Il ne s'agit pas exclusivement d'une question à prendre en considération par les décideurs politiques : tous les investisseurs doivent adopter une approche plus globale de l'énergie, qui équilibre l'impératif de supprimer graduellement les combustibles fossiles en tenant compte des contraintes géopolitiques des pays. De même, les investisseurs doivent améliorer leur capacité à évaluer les considérations environnementales et sociales en tandem.
L'idée d'une « transition climatique juste » n'a rien de nouveau. Mais elle prend une nouvelle importance en pleine guerre de la Russie contre l'Ukraine, qui a entraîné une hausse des prix mondiaux non seulement de l'énergie, mais également des denrées alimentaires. En fait, en perturbant les approvisionnements alimentaires de la Russie et de l'Ukraine, la guerre menace la sécurité alimentaire mondiale.

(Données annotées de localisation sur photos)
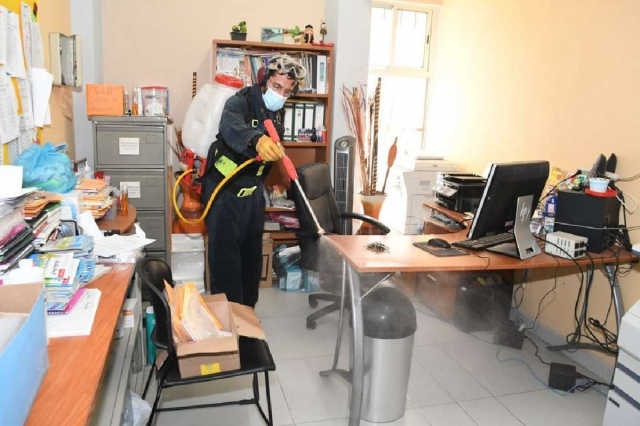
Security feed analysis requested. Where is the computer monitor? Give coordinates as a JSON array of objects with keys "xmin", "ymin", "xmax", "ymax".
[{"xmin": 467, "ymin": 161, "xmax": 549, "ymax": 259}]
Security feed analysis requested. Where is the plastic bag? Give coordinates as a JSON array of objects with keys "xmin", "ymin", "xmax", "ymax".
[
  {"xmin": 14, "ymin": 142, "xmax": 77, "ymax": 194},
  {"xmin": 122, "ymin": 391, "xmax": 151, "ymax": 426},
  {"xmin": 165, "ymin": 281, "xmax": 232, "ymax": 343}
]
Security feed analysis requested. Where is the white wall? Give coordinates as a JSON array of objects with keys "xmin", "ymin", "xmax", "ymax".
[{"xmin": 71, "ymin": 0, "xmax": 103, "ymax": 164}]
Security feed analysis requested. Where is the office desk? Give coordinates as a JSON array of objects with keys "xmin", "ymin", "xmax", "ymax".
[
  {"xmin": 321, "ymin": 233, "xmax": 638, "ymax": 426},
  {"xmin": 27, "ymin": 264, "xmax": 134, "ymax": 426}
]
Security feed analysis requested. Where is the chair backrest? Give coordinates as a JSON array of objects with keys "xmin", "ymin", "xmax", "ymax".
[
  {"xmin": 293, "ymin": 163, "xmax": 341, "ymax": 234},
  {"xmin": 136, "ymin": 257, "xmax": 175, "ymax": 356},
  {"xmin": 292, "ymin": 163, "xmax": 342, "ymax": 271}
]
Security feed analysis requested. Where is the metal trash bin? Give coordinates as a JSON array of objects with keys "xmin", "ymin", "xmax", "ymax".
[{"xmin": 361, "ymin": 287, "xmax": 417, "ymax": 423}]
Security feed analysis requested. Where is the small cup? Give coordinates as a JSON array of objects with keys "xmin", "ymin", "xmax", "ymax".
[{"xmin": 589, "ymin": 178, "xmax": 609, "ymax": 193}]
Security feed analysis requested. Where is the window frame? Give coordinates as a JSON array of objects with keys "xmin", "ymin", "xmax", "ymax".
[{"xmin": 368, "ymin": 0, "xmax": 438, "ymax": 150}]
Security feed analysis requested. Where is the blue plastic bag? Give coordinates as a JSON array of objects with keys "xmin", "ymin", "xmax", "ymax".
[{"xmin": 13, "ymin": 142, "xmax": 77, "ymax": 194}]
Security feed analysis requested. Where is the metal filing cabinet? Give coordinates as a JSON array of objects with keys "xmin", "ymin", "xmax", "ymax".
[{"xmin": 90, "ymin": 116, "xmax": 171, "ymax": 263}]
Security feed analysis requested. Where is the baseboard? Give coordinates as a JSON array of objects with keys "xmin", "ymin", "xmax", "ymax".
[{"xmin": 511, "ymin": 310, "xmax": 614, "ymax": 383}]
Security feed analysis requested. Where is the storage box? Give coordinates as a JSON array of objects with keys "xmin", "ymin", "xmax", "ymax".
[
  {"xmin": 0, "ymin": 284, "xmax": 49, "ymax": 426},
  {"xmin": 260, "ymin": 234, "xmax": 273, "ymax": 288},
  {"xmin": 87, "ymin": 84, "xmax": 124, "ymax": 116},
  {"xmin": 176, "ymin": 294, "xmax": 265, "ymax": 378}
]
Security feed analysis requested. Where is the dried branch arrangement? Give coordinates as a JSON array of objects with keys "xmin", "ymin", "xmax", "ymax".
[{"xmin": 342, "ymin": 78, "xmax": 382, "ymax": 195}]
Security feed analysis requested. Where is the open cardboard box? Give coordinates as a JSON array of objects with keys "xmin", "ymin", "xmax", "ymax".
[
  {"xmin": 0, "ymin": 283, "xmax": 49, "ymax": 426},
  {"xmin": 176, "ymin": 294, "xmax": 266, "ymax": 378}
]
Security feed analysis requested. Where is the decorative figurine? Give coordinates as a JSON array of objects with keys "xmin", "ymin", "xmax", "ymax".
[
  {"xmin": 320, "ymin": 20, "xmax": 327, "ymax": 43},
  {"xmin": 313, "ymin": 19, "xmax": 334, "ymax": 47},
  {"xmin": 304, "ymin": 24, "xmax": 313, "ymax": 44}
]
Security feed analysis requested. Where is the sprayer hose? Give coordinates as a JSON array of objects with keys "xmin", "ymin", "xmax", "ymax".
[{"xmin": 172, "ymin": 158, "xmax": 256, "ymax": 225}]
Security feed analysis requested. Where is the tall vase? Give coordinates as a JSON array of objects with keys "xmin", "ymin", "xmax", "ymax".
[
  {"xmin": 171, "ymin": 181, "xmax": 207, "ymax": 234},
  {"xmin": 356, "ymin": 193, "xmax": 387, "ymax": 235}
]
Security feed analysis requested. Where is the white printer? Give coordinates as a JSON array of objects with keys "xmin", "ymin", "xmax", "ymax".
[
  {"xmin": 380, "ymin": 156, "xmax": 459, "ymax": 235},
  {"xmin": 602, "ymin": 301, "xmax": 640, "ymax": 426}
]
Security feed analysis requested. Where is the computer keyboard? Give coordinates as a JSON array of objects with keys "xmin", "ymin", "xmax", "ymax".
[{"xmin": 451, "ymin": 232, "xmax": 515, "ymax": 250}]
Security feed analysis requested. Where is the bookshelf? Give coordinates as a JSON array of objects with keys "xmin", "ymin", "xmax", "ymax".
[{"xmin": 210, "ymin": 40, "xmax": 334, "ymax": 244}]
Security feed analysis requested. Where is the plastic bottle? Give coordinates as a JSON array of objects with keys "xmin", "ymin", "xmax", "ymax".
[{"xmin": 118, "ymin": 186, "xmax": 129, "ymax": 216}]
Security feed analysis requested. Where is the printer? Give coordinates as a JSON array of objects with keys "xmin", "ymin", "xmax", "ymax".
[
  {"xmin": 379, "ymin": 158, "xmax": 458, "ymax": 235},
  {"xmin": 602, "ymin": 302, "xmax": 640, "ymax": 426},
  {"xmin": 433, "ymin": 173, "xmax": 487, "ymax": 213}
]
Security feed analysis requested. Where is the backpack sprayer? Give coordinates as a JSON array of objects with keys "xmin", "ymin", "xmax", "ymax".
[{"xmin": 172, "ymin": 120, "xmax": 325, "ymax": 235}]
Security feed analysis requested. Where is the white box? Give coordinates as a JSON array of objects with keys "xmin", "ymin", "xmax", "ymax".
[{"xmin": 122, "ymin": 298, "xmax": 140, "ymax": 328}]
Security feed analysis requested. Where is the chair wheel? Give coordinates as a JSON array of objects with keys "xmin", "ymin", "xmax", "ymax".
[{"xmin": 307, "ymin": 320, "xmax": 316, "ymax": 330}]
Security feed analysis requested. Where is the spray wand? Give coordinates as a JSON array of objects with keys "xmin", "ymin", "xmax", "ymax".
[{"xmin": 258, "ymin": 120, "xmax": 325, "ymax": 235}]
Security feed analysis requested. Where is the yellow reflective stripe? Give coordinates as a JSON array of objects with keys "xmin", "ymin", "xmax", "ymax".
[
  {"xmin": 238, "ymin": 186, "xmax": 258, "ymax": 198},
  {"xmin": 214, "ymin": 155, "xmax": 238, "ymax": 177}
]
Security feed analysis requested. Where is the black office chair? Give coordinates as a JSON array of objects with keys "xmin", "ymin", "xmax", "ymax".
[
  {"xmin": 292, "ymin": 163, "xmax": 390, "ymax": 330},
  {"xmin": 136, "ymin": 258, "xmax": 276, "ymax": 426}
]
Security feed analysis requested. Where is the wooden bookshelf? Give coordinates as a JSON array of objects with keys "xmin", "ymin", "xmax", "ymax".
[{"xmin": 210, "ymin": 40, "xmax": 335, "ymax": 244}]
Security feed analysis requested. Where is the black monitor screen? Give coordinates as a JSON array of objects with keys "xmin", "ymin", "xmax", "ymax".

→ Mise en pratique
1: Répondez, s'il vous plaît, aux questions suivantes sur le texte consacré à la transition climatique juste :
(a) Quelle approche de l'énergie tous les investisseurs doivent-ils adopter ?
(b) De quels prix mondiaux la guerre de la Russie contre l'Ukraine a-t-elle entraîné la hausse ?
(c) Que menace la guerre en perturbant les approvisionnements alimentaires de la Russie et de l'Ukraine ?
2: Poursuivez le texte sur la transition climatique juste à partir de sa dernière phrase.

→ Réponses aux exercices
1:
(a) Une approche plus globale de l'énergie, qui équilibre l'impératif de supprimer graduellement les combustibles fossiles en tenant compte des contraintes géopolitiques des pays.
(b) Les prix mondiaux de l'énergie, mais également ceux des denrées alimentaires.
(c) La sécurité alimentaire mondiale.

2:
L'agriculture et l'industrie alimentaire – des secteurs à forte intensité énergétique ayant des effets considérables sur la biodiversité – ont toujours été censés jouer un rôle clé dans la transition vers zéro émission nette. Mais la guerre en Ukraine a montré que toute stratégie visant à atténuer l'impact environnemental de ces secteurs doit également reconnaître la nécessité d'assurer la sécurité alimentaire, par exemple par la diversification des approvisionnements.
La nécessité de combiner des considérations environnementales et sociales s'applique aux entreprises, mais aussi – et peut-être de façon plus importante encore – aux gouvernements, pour lesquels le secteur financier n'a pas encore adopté une méthodologie commune suffisamment détaillée. L'approche qui en résulte doit tenir compte de l'efficacité avec laquelle les gouvernements gèrent les effets distributifs des politiques liées à la transition vers zéro émission nette. Sans un partage équitable des charges, le soutien populaire en faveur de l'action climatique perdra de son élan.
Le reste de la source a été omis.